* **Challenge**
In the records below, find the line containing "out like [422,383].", then extract that line and all subsequent lines exactly, leaving out everything else.

☆ ☆ ☆

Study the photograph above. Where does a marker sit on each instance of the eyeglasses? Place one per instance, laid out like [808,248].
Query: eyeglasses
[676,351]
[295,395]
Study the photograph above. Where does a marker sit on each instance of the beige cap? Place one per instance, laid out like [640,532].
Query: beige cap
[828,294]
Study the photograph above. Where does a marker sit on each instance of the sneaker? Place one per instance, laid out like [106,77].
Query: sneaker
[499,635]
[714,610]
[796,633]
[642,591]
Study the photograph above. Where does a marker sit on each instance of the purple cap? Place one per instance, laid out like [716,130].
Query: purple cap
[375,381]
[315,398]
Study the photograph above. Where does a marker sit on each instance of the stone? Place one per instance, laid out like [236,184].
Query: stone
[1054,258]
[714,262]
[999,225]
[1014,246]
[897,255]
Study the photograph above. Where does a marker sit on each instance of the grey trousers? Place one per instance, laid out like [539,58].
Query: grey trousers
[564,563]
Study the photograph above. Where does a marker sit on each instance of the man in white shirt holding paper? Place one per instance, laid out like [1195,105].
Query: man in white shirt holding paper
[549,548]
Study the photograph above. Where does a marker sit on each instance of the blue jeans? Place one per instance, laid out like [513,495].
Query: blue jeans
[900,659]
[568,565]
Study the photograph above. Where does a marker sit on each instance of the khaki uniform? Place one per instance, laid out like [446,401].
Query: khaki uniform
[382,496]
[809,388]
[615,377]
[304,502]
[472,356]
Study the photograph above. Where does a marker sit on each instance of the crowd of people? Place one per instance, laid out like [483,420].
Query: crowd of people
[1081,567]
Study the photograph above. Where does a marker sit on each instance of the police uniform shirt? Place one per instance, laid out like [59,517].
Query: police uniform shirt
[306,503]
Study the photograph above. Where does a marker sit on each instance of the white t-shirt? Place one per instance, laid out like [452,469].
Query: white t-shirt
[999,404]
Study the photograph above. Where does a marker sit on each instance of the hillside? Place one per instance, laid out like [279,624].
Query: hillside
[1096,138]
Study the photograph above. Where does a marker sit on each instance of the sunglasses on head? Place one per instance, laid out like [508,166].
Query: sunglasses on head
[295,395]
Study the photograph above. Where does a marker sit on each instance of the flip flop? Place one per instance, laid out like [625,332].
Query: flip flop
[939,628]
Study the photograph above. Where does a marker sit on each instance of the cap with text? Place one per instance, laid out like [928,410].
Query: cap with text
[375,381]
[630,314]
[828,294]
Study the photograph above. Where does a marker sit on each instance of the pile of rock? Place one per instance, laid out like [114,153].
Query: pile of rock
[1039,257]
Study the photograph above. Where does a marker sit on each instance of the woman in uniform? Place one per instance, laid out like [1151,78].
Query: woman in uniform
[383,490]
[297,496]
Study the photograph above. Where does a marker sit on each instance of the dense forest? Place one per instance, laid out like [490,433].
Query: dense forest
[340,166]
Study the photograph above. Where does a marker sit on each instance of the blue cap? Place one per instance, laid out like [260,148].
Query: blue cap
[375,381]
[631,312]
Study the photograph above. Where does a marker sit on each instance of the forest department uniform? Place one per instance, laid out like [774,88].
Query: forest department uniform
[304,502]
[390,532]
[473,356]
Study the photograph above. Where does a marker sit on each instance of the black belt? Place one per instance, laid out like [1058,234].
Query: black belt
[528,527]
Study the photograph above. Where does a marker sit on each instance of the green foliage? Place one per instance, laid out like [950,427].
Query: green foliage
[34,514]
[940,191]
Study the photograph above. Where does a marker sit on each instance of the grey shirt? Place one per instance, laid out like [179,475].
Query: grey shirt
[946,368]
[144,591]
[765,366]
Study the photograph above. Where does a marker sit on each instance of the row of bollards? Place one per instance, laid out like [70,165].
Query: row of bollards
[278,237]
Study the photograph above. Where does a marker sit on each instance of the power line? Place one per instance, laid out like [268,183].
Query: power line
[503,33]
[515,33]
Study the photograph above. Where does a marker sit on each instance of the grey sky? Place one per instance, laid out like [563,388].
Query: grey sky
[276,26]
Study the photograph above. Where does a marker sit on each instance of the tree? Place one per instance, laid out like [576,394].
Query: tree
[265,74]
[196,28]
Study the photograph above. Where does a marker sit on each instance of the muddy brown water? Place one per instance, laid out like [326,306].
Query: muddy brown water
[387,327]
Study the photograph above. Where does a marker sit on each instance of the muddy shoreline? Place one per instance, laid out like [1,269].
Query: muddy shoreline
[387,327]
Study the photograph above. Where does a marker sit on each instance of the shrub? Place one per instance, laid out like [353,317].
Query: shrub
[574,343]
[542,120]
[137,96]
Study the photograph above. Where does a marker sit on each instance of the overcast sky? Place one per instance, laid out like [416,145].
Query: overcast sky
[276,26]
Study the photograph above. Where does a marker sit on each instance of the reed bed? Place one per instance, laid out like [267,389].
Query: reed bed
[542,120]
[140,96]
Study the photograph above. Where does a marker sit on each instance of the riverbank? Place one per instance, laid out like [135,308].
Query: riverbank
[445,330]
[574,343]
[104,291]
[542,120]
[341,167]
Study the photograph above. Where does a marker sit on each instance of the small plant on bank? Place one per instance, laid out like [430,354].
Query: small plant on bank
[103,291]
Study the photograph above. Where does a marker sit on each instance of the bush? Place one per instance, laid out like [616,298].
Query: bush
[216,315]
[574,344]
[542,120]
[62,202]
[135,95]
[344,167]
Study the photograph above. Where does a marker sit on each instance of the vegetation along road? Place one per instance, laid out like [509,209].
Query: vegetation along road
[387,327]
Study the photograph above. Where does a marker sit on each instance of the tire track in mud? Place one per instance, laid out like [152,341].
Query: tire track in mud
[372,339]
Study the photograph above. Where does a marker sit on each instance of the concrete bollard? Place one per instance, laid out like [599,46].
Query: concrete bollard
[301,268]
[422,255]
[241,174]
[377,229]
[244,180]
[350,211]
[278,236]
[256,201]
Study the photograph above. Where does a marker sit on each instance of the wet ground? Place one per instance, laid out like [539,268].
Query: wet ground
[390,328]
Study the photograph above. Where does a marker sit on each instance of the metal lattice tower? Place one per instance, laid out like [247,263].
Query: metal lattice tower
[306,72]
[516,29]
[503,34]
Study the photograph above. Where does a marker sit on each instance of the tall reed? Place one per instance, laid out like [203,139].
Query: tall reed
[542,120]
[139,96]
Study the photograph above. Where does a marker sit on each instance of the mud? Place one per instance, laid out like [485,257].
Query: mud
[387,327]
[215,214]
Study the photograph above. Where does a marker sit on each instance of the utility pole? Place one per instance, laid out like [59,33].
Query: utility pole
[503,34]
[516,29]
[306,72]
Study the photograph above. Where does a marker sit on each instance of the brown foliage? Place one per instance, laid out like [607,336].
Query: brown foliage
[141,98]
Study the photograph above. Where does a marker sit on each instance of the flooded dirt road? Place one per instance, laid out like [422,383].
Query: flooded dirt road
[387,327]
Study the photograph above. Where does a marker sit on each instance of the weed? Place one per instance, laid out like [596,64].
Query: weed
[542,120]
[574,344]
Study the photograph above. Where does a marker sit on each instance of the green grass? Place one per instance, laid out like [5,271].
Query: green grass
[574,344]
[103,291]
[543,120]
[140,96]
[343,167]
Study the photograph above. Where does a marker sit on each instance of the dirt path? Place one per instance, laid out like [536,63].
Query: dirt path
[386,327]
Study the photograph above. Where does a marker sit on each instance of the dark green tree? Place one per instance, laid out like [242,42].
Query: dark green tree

☆ ☆ ☆

* **Solution to the problem**
Study the photograph above. Where does a marker sit on each instance of the flooded dirt road? Place one per instance, laid out like [422,383].
Query: flooded dirt road
[387,327]
Study the photograph above. Where does a marker sit on each instance of the weed? Place one per instance, laid out like [596,64].
Query: weed
[542,120]
[574,344]
Study the photograph above. Where does a marker sit on each instance of the green grass? Place one per instance, laid out like [5,271].
Query: green grass
[574,344]
[103,291]
[543,120]
[140,96]
[343,167]
Study the photograph above. Where does a marker sit on each instance of the dirt path? Place one per instance, laid out like [536,63].
Query: dirt path
[386,327]
Study the photograph above. Where does a marker sit on each instance of the dark green tree? Place one per instance, laid out like [242,42].
Query: dark green tree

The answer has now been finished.